In the records below, find the line containing "find | navy blue t-shirt"; give it again exactly, along with every line that follows, and nothing else.

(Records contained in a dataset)
▼▼▼

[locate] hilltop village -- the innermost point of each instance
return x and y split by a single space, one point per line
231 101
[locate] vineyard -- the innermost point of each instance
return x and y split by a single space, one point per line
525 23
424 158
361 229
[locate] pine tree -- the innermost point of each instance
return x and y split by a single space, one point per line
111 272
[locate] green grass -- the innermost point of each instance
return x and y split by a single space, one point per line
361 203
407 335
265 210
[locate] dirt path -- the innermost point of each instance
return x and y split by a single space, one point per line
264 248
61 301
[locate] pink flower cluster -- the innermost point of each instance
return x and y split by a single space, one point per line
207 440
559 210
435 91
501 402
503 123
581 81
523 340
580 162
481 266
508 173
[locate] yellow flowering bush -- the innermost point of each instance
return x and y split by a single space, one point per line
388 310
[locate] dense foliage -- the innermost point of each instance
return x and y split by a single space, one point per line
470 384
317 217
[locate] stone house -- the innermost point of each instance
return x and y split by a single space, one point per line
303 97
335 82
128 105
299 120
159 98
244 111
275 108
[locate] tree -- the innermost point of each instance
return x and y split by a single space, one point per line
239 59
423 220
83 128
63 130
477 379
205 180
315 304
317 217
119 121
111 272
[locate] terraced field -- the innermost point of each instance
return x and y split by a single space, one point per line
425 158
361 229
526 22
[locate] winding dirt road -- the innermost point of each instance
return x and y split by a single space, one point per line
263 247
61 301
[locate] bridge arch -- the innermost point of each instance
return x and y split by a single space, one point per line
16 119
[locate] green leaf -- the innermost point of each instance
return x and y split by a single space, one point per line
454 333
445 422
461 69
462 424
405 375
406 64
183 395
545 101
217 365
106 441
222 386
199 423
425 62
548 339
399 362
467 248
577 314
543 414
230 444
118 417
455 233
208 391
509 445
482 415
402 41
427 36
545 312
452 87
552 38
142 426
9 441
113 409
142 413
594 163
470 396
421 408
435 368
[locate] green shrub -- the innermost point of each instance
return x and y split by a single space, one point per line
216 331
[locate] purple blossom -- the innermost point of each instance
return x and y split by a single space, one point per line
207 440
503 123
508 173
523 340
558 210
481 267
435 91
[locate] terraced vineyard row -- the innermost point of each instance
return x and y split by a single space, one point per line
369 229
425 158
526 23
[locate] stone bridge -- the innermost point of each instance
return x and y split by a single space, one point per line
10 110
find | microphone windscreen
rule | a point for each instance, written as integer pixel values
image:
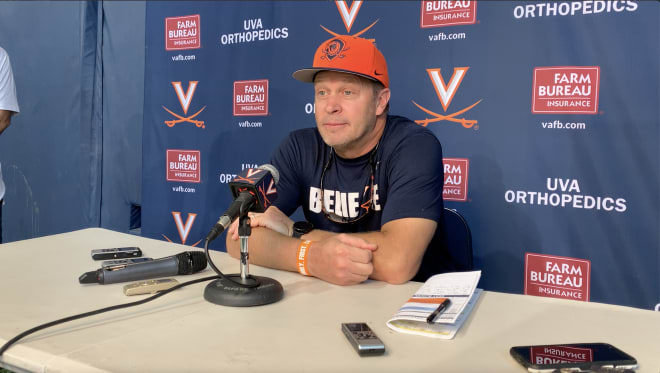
(191, 262)
(273, 171)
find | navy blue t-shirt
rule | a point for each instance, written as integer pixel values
(408, 183)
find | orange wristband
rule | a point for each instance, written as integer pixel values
(302, 257)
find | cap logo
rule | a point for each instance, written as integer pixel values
(335, 48)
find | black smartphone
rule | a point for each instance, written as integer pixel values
(363, 339)
(116, 253)
(549, 358)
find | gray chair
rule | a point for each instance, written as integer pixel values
(459, 240)
(450, 251)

▲▲▲

**Result**
find | navy blue t-shirt
rule | a point for each instance, written as integer pixel values
(408, 183)
find | orange wristband
rule | a point for each instance, written as integer pixel values
(302, 257)
find | cap logo
rule | a point for each instance, written as integer pixel values
(335, 48)
find | black smartphone
rule | a point for each instance, written as integer pixel values
(363, 339)
(116, 253)
(549, 358)
find | gray chair
rule | a point for each instance, written as integer pixel values
(459, 240)
(450, 251)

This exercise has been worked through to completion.